▶ _Text block_
* Begin *

The first section, with Ms Dougall as the inquisitor, was civilised enough. It was in the second section, where the politicians were allowed to question each other, that matters took a turn for the Italian parliament. Voices were raised, dismissive remarks traded, and scowls exchanged. It was loud, unappealing, and about as illuminating as a two-watt bulb. The finest moment came when the cameras cut to another part of the studio where the menfolk, presenter John MacKay and two political journalists, were waiting. You will have heard of the 1000-yard stare of the traumatised Vietnam veteran. Here we witnessed the Pacific Quay five-mile ponder. One day these men would speak of what they had witnessed, but for now they confined themselves to muttering that they had not learned a lot that was new.

It was not supposed to be like this. On the back of the perceived success of televised debates in the 2010 General Election the Scottish referendum campaign was meant to be the arena in which the format could come into its own. There were national broadcasters with airtime to fill, politicians keen to get their messages across, and an electorate with an appetite for information.

So what went wrong this time? It would be sexist nonsense to say that the problems stemmed from the fact that the protagonists were women. The only difference between Ms Sturgeon and Ms Lamont and two male politicians was in the pitch of the voices. Well, women are here, they have higher voices, get used to it. Nor could one say, as in previous debates, that the encounter was one-sided. Both politicians gave as good as they got, both had their arguments ready. This was a meeting of equals, but it was also one that kept the viewer and the voter out in the cold. It was good television, in as much as it got people talking, but it was bad for democracy, a turn off for the common man and woman.

One could blame Jack Kennedy. It was, after all, his 1960 televised clash with Richard Nixon that started the debate myth rolling. Before an audience of more than 60 million, the young pretender to the presidential throne was widely held to have trounced the Republican vice-president, making him appear shifty and tired. Thus, the story goes, the tectonic plates shifted and the election was won. Yet the impact on the polls was only ever slight, and over the course of the four debates the viewing figures dropped substantially. The popular vote, when it took place, was close. But a legend was born, one that television was only too willing to fuel for its own reasons. Televised debates, it was argued, tested the mettle of a politician and brought the campaign into the nation's front rooms in a way no other medium could manage. They took politicians out of their comfort zone, made politics "real", and therefore more exciting. Or so it was thought.

Yet a televised debate is as manufactured a piece of machinery as a car engine. Before the camera encounters might have offered politics in the raw in the 1960s but by the time debates arrived in the UK they had long been primped and preened to within an inch of whatever life they had left in them. How could they not be given that the rules are agreed by the parties and broadcasters beforehand, and more rehearsals take place than for the average West End show? And what sort of test is it that the likes of Nick Clegg can triumph in?

* End *

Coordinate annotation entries

* Begin *

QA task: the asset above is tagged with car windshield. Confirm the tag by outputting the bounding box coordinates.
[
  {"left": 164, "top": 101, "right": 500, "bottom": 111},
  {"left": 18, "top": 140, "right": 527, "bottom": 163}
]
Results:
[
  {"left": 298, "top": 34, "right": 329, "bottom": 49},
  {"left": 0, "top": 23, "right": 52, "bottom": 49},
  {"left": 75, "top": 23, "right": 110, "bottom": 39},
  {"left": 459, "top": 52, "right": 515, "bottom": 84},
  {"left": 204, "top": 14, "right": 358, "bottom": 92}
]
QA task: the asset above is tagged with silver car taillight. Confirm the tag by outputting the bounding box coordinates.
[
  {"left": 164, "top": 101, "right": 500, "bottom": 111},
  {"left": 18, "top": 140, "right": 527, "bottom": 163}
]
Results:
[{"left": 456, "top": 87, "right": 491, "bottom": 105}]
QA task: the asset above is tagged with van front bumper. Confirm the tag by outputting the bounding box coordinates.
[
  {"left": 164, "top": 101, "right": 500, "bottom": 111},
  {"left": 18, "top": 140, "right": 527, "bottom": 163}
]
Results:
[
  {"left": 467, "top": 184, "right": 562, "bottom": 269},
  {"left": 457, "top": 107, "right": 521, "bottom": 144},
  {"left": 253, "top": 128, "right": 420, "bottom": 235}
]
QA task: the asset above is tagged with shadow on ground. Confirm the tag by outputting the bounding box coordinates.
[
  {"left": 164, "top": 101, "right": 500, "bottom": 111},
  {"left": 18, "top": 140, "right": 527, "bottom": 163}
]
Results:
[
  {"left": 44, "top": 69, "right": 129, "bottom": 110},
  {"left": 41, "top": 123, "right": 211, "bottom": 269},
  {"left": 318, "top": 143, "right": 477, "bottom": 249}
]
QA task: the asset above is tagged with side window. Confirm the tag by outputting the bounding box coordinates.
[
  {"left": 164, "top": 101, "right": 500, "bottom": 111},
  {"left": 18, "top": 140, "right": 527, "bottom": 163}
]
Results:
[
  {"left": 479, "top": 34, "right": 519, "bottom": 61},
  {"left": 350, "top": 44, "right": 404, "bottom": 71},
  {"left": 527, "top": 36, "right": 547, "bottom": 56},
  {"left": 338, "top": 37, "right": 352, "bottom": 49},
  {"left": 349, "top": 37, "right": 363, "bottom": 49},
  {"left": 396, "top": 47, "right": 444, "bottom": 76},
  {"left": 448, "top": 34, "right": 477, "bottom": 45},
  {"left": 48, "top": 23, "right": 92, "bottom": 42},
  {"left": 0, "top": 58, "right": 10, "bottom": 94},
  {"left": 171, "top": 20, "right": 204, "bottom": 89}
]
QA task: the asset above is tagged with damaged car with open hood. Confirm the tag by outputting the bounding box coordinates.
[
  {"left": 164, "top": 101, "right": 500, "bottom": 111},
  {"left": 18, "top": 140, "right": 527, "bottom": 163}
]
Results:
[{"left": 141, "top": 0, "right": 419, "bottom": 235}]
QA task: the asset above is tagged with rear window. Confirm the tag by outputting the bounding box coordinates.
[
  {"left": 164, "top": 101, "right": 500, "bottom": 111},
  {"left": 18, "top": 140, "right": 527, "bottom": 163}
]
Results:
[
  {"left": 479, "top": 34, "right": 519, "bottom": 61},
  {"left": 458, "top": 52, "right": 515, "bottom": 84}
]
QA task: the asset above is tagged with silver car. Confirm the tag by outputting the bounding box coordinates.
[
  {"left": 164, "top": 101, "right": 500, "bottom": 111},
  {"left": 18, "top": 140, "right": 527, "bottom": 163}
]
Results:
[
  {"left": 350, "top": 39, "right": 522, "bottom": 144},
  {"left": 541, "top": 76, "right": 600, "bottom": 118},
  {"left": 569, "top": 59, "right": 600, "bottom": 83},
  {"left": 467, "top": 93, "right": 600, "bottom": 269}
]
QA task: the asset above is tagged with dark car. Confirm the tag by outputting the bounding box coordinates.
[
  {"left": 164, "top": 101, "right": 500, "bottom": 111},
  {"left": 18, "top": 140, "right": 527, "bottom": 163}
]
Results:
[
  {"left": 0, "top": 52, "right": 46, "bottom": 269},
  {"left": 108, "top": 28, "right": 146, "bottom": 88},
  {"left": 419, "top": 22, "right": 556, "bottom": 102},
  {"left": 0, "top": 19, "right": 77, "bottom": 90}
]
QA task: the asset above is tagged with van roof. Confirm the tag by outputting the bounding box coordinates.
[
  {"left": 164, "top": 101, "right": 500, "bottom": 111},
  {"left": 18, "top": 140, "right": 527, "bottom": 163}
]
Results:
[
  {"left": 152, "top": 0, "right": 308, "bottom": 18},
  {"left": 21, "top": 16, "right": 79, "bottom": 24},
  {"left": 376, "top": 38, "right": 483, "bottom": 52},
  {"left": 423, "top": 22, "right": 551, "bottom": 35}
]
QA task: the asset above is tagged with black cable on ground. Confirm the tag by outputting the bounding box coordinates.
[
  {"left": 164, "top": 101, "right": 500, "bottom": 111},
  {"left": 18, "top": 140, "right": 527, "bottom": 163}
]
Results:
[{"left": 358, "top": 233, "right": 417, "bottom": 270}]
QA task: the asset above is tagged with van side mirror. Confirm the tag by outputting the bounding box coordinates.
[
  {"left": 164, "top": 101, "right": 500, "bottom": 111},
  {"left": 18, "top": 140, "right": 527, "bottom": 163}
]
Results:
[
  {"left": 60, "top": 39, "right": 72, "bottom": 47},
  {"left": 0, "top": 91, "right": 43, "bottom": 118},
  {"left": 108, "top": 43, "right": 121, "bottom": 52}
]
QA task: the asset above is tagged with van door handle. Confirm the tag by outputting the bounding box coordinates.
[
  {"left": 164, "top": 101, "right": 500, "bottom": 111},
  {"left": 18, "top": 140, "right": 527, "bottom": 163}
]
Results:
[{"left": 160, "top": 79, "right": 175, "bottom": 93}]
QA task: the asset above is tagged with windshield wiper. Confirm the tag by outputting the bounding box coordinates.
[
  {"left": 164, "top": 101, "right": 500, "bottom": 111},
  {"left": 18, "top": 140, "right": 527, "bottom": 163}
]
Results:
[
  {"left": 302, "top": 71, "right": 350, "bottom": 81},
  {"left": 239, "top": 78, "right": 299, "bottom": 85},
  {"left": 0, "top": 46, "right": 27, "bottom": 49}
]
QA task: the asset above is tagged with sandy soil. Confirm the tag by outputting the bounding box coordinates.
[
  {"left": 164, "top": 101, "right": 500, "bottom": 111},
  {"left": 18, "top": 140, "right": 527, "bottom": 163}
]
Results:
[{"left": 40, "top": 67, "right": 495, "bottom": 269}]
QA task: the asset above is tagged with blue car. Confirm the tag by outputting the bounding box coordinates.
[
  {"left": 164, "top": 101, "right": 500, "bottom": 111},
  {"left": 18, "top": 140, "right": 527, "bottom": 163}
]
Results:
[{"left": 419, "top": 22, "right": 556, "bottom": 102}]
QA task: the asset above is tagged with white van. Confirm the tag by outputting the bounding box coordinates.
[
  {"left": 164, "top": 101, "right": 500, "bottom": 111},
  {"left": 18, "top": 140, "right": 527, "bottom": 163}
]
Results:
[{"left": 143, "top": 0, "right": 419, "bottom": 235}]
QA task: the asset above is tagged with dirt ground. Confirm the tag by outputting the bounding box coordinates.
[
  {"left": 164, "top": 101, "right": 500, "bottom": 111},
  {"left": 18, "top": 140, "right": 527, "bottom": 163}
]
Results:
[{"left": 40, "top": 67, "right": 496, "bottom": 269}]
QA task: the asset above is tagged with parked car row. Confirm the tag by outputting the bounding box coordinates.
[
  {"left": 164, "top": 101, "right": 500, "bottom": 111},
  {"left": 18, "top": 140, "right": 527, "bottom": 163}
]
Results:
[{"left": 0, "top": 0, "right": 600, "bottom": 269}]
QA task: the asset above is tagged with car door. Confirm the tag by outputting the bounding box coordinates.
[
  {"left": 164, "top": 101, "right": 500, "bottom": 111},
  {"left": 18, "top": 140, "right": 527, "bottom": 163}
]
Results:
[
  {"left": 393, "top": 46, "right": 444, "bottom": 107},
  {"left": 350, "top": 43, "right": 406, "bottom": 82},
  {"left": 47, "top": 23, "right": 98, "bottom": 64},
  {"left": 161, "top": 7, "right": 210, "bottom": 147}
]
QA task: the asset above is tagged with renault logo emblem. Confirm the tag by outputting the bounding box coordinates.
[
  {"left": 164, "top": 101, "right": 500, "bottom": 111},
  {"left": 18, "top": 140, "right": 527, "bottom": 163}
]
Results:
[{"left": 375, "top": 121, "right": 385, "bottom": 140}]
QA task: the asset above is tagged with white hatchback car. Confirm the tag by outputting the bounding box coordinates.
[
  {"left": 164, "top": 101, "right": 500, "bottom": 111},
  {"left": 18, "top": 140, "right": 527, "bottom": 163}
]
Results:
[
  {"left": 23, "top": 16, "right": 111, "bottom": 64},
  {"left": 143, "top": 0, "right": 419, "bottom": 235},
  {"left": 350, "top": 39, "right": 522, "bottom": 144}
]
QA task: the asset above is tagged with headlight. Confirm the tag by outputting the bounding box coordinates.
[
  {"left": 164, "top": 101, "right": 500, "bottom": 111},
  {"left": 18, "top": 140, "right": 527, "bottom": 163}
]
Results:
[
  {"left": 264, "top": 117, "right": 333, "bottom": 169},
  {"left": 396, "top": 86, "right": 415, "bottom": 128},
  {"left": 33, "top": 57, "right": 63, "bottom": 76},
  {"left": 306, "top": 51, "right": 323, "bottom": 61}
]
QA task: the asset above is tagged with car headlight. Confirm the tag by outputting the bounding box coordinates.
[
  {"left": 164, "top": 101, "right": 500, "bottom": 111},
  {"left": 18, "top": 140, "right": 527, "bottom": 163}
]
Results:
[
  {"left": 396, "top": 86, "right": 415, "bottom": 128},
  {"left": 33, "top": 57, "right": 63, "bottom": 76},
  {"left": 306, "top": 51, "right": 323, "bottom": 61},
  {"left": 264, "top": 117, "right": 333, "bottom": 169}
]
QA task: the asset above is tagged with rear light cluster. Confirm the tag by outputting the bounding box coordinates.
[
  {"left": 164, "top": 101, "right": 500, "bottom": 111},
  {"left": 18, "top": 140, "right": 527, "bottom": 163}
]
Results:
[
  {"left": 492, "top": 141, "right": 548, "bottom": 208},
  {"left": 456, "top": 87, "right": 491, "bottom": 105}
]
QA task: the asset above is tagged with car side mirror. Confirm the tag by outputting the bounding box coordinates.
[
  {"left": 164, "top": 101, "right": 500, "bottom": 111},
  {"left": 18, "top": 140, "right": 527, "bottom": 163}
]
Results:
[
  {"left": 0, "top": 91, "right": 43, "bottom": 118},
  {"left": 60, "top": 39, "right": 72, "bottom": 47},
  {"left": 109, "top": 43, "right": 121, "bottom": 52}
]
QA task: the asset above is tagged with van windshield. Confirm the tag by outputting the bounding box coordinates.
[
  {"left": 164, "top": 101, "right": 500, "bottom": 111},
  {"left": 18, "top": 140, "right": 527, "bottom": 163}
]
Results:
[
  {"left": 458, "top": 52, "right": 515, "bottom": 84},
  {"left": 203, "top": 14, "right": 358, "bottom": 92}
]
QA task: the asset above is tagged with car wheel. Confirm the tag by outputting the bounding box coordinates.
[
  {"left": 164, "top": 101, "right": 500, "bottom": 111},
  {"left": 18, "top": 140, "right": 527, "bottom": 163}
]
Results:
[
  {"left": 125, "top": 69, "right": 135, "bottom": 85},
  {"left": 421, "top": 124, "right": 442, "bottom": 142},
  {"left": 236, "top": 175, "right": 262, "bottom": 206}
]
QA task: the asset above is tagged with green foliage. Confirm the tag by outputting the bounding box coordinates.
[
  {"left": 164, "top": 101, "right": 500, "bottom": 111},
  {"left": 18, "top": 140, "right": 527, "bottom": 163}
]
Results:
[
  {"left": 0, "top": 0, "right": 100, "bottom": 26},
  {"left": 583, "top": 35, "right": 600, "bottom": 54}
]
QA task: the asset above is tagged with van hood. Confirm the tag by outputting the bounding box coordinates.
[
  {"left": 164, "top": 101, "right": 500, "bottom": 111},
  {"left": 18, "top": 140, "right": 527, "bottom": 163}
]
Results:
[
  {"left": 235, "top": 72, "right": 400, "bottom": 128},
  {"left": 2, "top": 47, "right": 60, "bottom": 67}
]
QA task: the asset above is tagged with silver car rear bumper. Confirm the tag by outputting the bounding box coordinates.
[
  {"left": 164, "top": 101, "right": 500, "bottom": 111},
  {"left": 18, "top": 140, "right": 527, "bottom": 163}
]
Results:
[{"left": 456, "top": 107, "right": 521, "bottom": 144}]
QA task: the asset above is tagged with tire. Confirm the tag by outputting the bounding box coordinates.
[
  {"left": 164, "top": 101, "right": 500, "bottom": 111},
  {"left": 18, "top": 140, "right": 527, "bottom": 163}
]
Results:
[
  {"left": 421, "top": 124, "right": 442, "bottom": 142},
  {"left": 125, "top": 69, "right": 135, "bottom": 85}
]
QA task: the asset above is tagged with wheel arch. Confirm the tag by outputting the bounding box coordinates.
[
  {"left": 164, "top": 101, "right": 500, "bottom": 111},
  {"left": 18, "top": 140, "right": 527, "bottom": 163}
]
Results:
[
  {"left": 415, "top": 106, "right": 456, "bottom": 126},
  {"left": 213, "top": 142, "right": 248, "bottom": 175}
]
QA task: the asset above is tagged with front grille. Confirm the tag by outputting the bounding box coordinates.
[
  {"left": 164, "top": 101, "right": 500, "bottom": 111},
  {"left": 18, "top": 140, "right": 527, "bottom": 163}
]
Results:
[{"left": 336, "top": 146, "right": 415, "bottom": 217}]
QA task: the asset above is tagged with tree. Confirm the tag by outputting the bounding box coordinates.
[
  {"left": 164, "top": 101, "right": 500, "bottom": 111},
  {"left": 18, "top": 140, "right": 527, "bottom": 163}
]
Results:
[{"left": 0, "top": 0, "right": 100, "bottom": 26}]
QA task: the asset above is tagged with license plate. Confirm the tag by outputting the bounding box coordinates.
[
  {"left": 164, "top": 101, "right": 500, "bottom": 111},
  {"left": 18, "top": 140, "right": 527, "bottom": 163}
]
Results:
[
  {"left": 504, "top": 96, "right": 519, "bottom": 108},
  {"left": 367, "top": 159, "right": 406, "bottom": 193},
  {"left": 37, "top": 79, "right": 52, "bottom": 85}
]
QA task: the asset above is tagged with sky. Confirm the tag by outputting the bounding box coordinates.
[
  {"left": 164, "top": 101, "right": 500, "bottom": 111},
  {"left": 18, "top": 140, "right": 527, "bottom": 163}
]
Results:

* End *

▶ _Set tasks_
- a) Print the part of the piece on televised debates that begins at the words "It was not supposed" and ends after the words "appetite for information.".
- b) Name every person mentioned by name in the piece on televised debates.
- c) Resume the piece on televised debates, picking up right after its final sentence.

▶ _Final results_
- a)
It was not supposed to be like this. On the back of the perceived success of televised debates in the 2010 General Election the Scottish referendum campaign was meant to be the arena in which the format could come into its own. There were national broadcasters with airtime to fill, politicians keen to get their messages across, and an electorate with an appetite for information.

- b) Ms Dougall, John MacKay, Ms Sturgeon, Ms Lamont, Jack Kennedy, Richard Nixon, Nick Clegg

- c)
A splendid account of where this branch of political theatre is today can be found in Double Down, the latest inside account of a presidential election by Mark Halperin and John Heilemann, the authors of Game Change. Between them, the writers lay bare the enormous amounts of energy and time that went into preparing for the 2012 presidential election debates and managing the aftermath.

Barack Obama was never a fan of the format, feeling it was all show and no proper political business, and he made this abundantly clear in the first debate in Denver. Yet as much as Denver made headlines, with some predicting the race was over for Mr Obama before it had started, in the long run it had no significant impact on the result. That presidential election, like our referendum, was about so much more. The battles that mattered took place not on the airwaves but on the ground, street by street, constituency by constituency.

One can see why so much emphasis has been placed on debates in this referendum. They seem an easy answer to the difficult question of how to inform millions of voters about complex issues. But not for the first time, the accepted rules of the game do not apply. The Civil Service, for example, might have been thought to be a repository of impartial information, but as has been seen from the papers coming out of Whitehall, and the Scottish Government's own White Paper, both sides are able, with some justification, to accuse the other of bias. When one part of the Civil Service sees it as its job to defend the policy of the government of the day in Westminster, and the other holds the same view in Edinburgh, clashes and confusion inevitably result.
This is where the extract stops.